やること → 引用文によると、ポテンショメータで検出できる回転角は、ふつう何度以内に設定されていますか?

··· 引用文

説明

電動アクチュエータ

【課題】各機構部のバックラッシュによる角度センサの検出精度への影響を抑制して高精度で検出可能とし、被駆動部材を高い位置精度で位置決めすることができる電動アクチュエータを提供する。
【解決手段】電動モータ109の回転力を、第1動力伝達機構111を介してボールねじ機構107に伝達して被駆動部材118を駆動すると共に、第2動力伝達機構112を介して角度センサ130に伝達して、測定軸131の回転角度を検出する。そして、ハウジング101,102と、電動モータ109、ボールねじ機構107、第1動力伝達機構111、及び第2動力伝達機構112のいずれか一つの回転軸との間に捩りコイルばね133を配設して、この捩りコイルばね133のばね力によって角度センサ130の測定軸131を常に所定の回転方向に付勢する。

【発明の詳細な説明】
【技術分野】
【0001】
本発明は、電動アクチュエータに関し、より詳細には、一般産業用電動機、自動車、及び船舶などに使用される電動アクチュエータに関する。
【背景技術】
【0002】
内燃機関でスクリューを駆動する比較的小型の船舶においては、前進方向へのスクリューの回転と、後進方向へのスクリューの回転との切換は、操作者により操作されたレバーに接続されるワイヤを介してドグクラッチを切り換え、前進用ギヤ或いは後進用ギヤに係合させることで行っている。しかるに、近年においては、船舶の大型化に伴なって切り換え操作力が重くなる傾向があるため、操作者の負担軽減や省力化のため電動アクチュエータを用いてドグクラッチの切換を行えないかという要請がある。電動アクチュエータとしては、車両の変速機用アクチュエータが種々、提案されており、これを流用することも考えられる(例えば、特許文献1参照)。
【0003】
【特許文献1】特開2003−227567号公報
【発明の開示】
【発明が解決しようとする課題】
【0004】
特許文献1に記載の変速機用電動駆動装置は、車両変速機のシフト操作を行うシフト用アクチュエータと、セレクト操作を行うセレクト用アクチュエータとの2つのアクチュエータを備える。セレクト用アクチュエータには、ポテンショメータなどの変位センサが配設されており、出力軸の回転角度を検出する。変位センサは、検出部に突設された係合突起を、出力軸に設けられた係合凹部に係合させることによって出力軸と連結されており、検出部に伝達される出力軸の回転角度を検出する。
【0005】
電動アクチュエータの変位センサとしては、絶対位置が検出可能な、例えば、ポテンショメータなどが好ましく、ポテンショメータの検出可能な回転角は、通常360°以内の角度に設定されている。このようなポテンショメータの検出位置と、ボールねじなどのように多数回転する回転軸を備える駆動機構の位置とを、1:1で対応させるため、ポテンショメータの回転軸は、多段のギヤからなるギヤトレインなどによって大きく減速される。このため、変位センサの検出精度は、バックラッシュの影響を受けて検出精度が低下し、駆動機構による位置決め精度が低下する問題があった。

······
··· 提供データ

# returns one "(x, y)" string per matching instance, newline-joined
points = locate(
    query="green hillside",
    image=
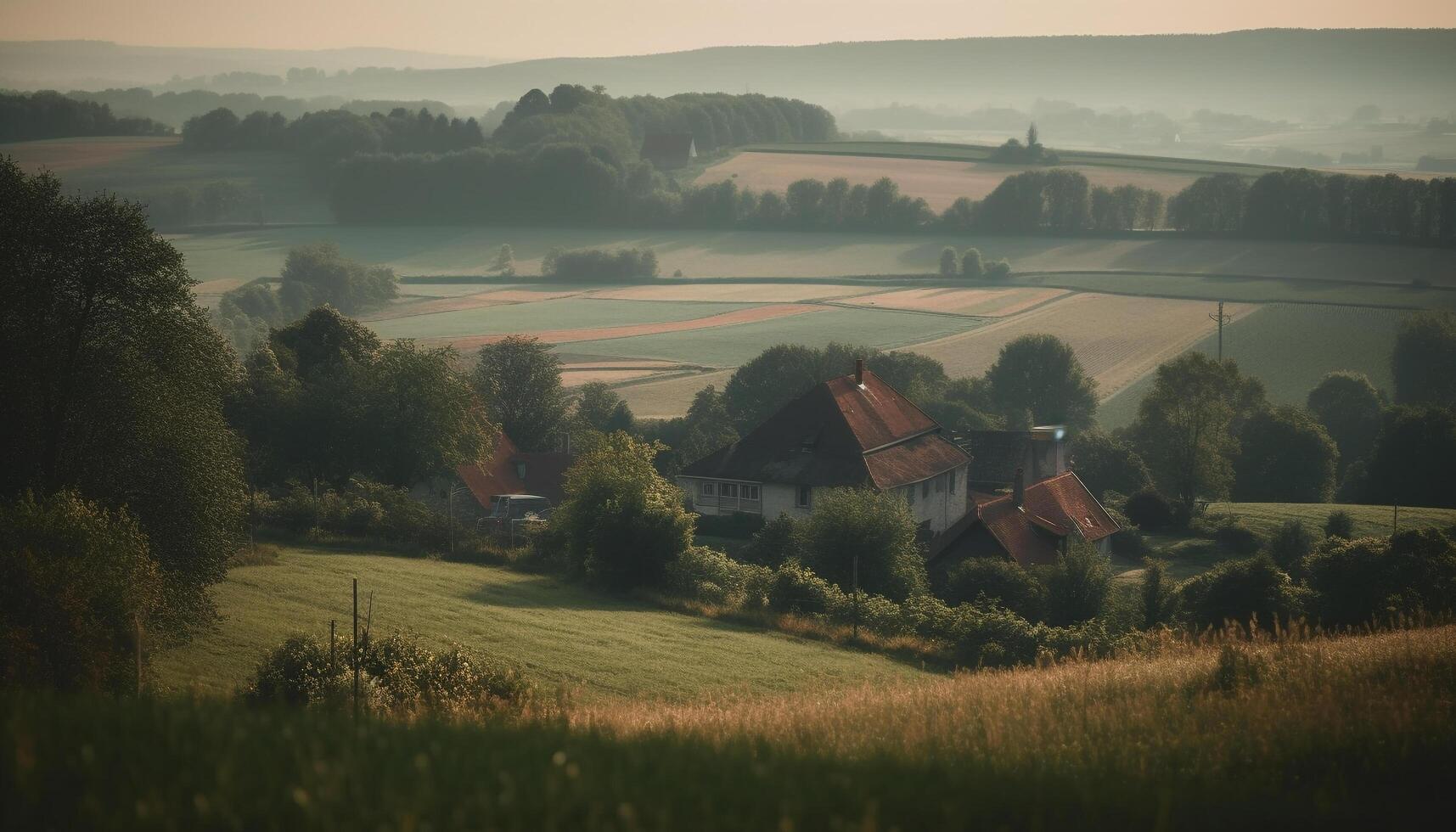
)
(561, 634)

······

答え → 360°以内です。